Despite trekking great distances each day to forage and hunt for game, results showed that the members of the Hadza tribe burned no more calories each day than a group of Americans and Europeans.

Experts have long assumed that our hunter-gatherer ancestors would have used up more energy than we do today, indicating that a lack of exercise could be behind the current obesity epidemic.

But the study in the PLoS ONE journal – the first to directly measure how much energy hunter-gatherers use – suggests that the rate at which humans use up calories remains relatively constant regardless of lifestyle.

Herman Pontzer, of Hunter College in New York, who led the study with colleagues from Stanford and Arizona universities, said: "The vast majority of what we spend our calories on is things you will never see like keeping our organs and immune system going. Physical activity is just the tip of the iceberg.

"If you spend a bit more [energy] on something like physical activity, you spend a bit less on something else but you do not notice it. This study shows that you can have a very different lifestyle, but [energy use] all adds up tot he same level no matter what."

It follows that the modern obesity problem is more likely down to our higher consumption of food than our ancestors, rather than our lower rates of physical activity, he added.

- _ACTIVITY LIST_:
(1) Answer these questions using the passage about the Hadza and calorie use.
(a) In which journal did the study appear?
(b) At which institution does Herman Pontzer work?
(c) According to the final paragraph, what is the modern obesity problem more likely down to?
(2) Continue the passage about the Hadza and calorie use, starting after its last paragraph.

Collected data
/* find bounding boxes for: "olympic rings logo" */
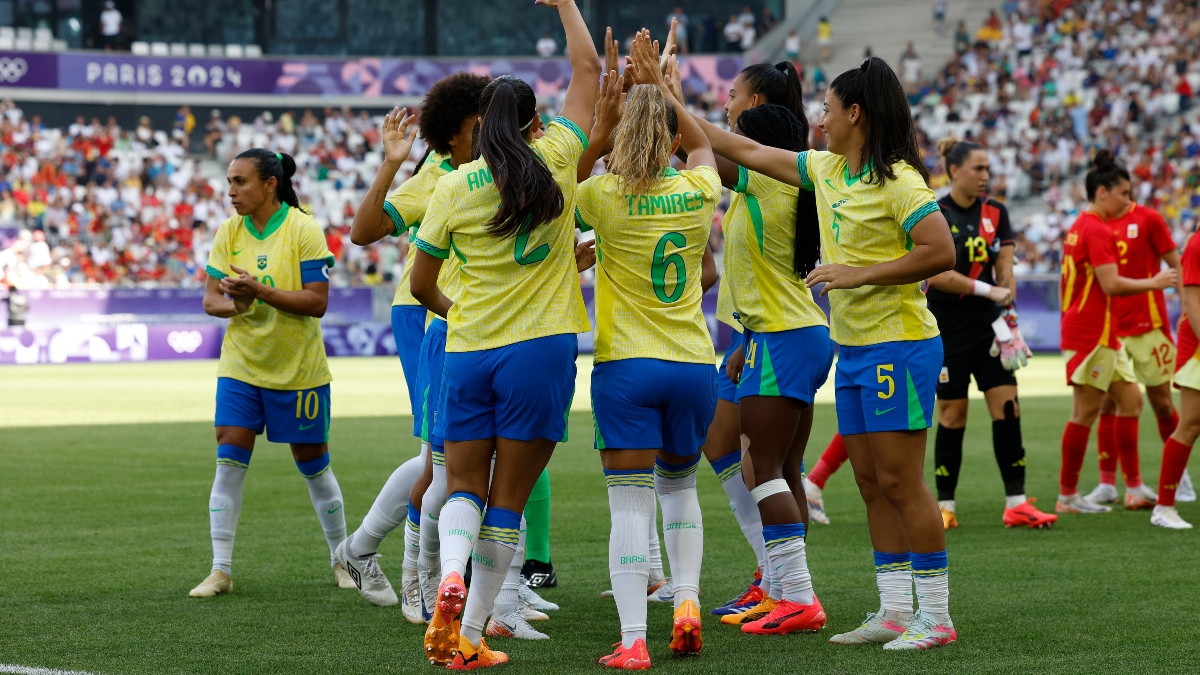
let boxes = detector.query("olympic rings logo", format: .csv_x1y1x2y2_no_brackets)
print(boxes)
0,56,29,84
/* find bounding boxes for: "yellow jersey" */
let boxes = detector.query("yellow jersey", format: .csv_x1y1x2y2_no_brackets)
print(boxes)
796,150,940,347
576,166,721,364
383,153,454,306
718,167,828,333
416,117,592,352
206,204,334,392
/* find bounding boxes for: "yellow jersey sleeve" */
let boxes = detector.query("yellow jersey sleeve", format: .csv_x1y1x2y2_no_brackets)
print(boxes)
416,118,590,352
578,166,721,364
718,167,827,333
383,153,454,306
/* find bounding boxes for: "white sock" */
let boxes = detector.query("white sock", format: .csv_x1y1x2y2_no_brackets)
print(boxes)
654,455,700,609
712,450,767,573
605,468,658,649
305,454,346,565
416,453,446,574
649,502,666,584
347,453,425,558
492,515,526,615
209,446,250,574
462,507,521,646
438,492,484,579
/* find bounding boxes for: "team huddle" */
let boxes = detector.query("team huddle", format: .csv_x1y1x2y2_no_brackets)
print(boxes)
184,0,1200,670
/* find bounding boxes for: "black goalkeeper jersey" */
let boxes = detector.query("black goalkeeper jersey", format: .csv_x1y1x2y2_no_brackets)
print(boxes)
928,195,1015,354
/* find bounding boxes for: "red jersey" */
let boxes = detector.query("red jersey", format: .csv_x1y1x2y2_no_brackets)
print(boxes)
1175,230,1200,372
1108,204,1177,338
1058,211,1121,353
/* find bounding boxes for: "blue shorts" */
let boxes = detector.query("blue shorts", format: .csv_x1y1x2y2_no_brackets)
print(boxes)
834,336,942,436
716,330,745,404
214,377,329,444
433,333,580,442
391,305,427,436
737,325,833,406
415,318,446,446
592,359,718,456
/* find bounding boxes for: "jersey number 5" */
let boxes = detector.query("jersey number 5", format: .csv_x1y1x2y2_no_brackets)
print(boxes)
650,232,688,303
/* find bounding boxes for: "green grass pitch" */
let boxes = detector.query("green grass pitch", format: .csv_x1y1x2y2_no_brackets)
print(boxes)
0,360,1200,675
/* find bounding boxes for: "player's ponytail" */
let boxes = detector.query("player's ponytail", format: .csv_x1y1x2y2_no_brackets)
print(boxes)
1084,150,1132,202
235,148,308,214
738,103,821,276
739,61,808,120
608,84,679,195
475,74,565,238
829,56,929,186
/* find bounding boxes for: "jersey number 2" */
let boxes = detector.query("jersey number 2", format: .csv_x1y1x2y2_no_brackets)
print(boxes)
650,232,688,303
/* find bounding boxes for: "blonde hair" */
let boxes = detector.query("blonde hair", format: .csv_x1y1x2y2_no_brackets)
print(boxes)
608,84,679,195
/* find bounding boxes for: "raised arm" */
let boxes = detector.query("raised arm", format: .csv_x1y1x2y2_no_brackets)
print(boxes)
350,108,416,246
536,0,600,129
--
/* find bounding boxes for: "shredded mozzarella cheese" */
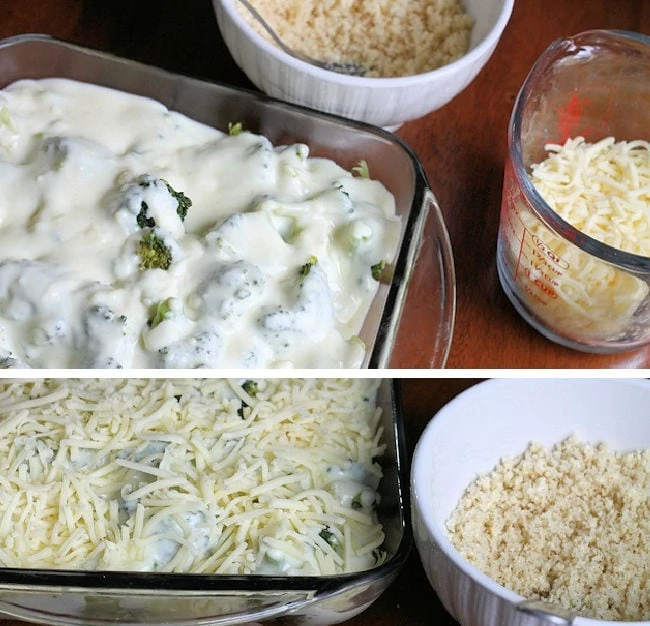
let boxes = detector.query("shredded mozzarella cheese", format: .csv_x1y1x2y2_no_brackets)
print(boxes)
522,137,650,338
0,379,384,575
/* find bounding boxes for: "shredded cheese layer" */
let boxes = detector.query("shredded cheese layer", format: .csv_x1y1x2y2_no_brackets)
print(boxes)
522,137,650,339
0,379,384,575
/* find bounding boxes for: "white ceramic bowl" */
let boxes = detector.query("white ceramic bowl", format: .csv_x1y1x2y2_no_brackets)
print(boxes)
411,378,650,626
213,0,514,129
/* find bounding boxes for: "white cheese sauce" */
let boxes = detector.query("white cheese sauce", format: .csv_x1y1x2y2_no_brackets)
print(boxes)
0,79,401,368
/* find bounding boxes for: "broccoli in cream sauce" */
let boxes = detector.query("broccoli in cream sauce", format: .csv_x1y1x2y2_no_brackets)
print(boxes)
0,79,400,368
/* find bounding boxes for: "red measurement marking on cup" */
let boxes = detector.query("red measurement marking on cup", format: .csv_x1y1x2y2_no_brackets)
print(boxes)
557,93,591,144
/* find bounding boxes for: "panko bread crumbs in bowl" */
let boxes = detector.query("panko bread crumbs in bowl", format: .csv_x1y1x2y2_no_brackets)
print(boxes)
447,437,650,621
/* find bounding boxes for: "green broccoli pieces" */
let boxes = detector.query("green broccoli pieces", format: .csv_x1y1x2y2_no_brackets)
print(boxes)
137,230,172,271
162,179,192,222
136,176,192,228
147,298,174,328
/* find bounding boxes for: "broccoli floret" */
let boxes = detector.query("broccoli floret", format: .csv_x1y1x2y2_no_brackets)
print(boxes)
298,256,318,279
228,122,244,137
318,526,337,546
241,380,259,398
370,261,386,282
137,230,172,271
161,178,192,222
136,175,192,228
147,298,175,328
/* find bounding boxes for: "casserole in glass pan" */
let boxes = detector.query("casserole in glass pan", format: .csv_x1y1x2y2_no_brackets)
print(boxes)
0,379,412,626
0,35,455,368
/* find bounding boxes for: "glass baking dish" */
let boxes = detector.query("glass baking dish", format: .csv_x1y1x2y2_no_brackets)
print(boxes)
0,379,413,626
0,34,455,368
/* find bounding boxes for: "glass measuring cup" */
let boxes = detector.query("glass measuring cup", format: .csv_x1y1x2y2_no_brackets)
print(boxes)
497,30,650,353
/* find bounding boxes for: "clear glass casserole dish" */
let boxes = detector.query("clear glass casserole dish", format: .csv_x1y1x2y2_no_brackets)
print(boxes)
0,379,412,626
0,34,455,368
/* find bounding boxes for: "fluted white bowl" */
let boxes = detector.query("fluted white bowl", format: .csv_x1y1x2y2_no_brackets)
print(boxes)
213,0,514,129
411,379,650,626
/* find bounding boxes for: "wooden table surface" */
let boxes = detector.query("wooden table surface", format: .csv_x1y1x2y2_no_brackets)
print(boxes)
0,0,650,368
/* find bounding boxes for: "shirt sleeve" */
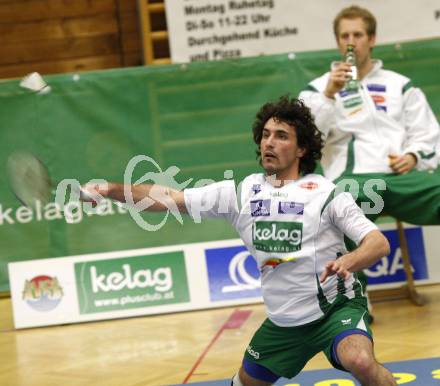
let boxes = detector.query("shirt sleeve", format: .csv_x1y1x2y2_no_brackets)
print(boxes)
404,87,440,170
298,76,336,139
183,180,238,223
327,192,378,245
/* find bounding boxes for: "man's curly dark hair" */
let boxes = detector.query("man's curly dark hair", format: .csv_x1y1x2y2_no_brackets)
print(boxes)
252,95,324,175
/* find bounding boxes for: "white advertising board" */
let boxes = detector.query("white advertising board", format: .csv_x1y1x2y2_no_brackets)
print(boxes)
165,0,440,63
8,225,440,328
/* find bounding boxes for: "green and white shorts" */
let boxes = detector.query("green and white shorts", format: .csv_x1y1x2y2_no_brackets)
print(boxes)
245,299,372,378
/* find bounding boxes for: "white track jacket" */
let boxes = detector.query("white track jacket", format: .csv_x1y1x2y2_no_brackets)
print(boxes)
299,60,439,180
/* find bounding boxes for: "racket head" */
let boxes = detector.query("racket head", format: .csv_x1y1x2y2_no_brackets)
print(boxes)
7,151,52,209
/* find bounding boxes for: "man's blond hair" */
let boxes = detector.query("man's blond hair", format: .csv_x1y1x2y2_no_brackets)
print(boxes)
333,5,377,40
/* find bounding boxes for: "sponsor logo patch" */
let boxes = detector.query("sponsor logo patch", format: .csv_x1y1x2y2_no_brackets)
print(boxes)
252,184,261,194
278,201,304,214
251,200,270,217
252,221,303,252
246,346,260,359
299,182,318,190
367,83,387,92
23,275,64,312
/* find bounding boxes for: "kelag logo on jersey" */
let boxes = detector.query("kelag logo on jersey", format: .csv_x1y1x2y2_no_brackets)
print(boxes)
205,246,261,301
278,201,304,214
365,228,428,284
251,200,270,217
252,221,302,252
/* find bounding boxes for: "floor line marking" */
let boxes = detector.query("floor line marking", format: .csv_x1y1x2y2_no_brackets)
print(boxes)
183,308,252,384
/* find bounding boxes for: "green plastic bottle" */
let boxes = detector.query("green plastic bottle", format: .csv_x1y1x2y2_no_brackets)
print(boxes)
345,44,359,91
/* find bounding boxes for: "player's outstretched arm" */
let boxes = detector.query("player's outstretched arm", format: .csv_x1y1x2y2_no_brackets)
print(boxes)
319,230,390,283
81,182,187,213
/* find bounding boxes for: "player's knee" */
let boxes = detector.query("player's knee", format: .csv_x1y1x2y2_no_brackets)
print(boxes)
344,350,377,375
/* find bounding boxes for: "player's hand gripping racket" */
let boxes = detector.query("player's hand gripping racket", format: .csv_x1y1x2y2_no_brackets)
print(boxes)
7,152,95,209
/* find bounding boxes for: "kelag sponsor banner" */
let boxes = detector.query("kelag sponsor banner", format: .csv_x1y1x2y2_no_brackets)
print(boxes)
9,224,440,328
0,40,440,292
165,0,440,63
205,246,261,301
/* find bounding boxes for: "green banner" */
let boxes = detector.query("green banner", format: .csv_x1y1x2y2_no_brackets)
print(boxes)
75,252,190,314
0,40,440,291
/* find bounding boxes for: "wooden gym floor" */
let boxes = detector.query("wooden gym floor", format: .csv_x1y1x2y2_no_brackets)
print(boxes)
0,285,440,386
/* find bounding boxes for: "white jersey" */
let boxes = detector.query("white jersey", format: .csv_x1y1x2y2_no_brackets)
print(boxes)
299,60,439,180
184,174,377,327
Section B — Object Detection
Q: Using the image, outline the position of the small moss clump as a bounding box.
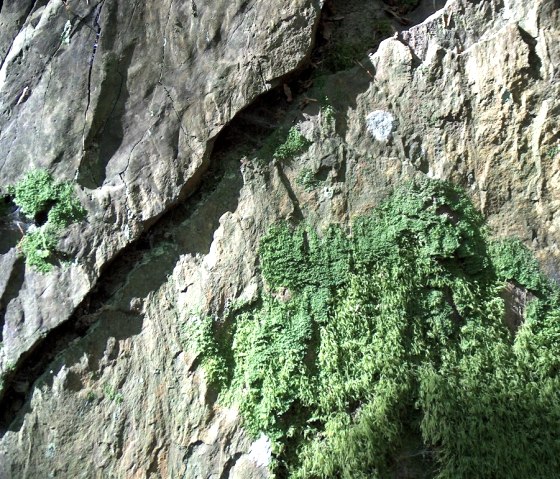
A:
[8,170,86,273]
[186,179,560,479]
==
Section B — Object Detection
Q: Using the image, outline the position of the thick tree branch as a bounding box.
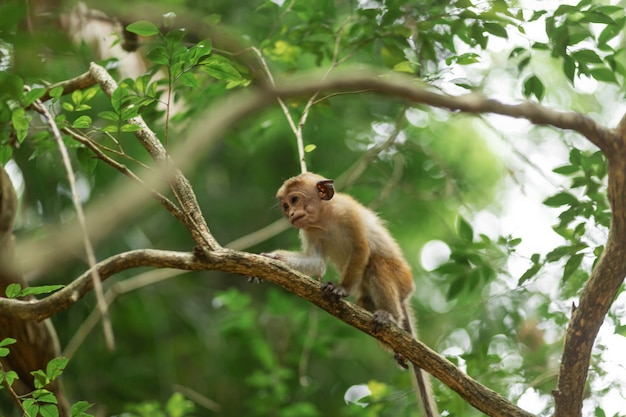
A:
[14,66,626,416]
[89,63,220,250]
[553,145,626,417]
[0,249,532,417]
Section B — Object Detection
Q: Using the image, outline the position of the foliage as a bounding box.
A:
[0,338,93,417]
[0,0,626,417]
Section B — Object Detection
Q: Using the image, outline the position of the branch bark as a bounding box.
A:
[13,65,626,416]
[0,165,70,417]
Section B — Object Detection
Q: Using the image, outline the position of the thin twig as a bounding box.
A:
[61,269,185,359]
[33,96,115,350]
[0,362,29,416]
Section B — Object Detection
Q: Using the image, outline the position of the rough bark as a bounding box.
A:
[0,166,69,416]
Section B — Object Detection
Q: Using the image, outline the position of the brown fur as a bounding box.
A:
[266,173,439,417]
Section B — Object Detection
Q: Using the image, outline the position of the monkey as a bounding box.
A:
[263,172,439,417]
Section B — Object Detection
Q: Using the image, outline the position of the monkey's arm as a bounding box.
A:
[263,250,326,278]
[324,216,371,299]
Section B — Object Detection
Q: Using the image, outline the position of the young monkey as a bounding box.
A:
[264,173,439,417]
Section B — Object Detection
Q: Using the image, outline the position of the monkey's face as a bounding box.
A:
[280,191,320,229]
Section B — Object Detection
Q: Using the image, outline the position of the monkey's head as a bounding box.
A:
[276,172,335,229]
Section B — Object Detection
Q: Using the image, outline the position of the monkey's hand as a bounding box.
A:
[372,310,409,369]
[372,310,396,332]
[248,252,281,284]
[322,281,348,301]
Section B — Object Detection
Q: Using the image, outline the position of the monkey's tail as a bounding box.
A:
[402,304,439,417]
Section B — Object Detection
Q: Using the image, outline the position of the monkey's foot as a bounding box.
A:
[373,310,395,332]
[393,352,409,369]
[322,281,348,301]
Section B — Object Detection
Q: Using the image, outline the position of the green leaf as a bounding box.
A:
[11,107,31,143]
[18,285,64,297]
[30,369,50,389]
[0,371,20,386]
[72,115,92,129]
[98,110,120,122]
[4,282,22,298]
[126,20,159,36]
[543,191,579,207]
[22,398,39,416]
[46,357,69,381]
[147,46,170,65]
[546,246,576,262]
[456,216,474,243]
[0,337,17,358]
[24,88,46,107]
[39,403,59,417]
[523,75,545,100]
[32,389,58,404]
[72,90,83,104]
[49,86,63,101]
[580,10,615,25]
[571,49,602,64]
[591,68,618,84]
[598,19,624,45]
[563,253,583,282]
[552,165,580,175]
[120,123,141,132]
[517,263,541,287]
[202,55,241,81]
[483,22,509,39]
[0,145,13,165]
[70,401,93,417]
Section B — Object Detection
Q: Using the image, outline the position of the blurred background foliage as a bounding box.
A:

- _ANSWERS BY ITEM_:
(1)
(a) PLoS ONE
(b) Hunter College in New York
(c) Our higher consumption of food than our ancestors, rather than our lower rates of physical activity

(2)
"People argue about why it is that westerners are getting so fat, and at the end of the day it has to be the fact that we are taking in more energy from food than we are burning – but is the big problem that we are taking in too many calories, or that we are not burning enough?

"But even if we had a lifestyle like our ancestors did ...[we] would not burn more calories than we do today. That has not changed a lot, but over the last 50 years we are eating a lot more than we need to be, so that gets to the heart of this issue."

Despite its apparent limited impact on obesity, Pontzer emphasised that exercise has a wide variety of physical benefits and is essential for keeping the body healthy.

The fact that the Hadza spend more of their daily energy output on physical exercise could be behind the good health of older tribe members, who are much more resistant to chronic illnesses such as heart disease than westerners, he said.

"We are not saying that physical activity is not important for health – clearly it is – but it does not appear to be the main cause of obesity."